# Records
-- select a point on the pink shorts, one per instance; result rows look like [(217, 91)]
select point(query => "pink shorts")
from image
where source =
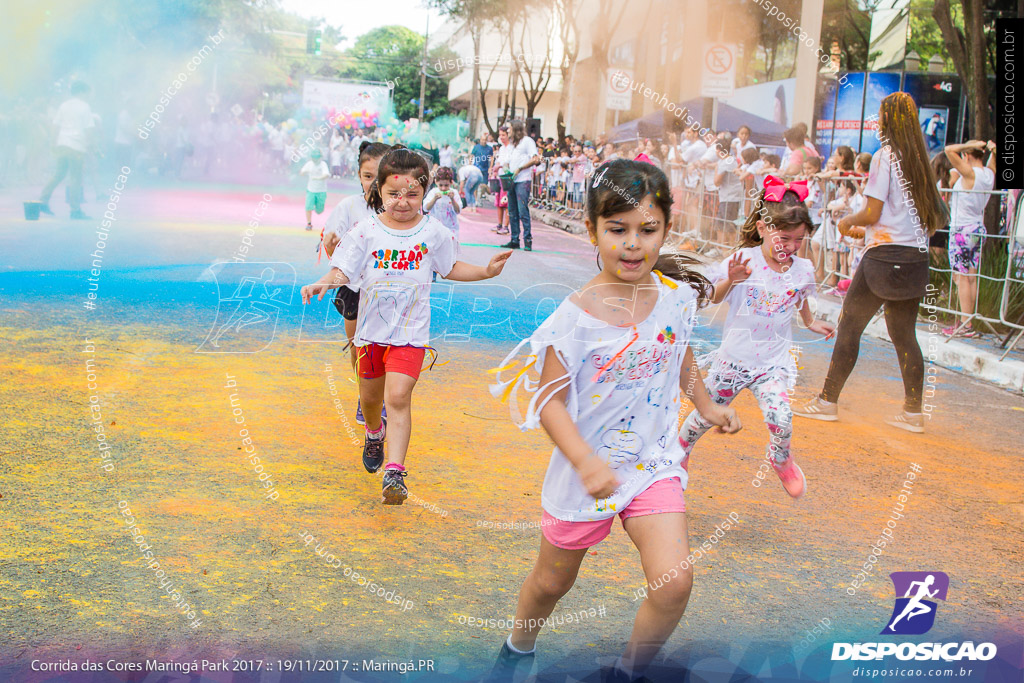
[(660, 497)]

# What you need to do
Filter the records above for lines containing the word "point", and copy those lines.

# Your solution
-- select a point on the pink shorts, one per instance; result rows look like [(217, 91)]
select point(query => "pink shorts")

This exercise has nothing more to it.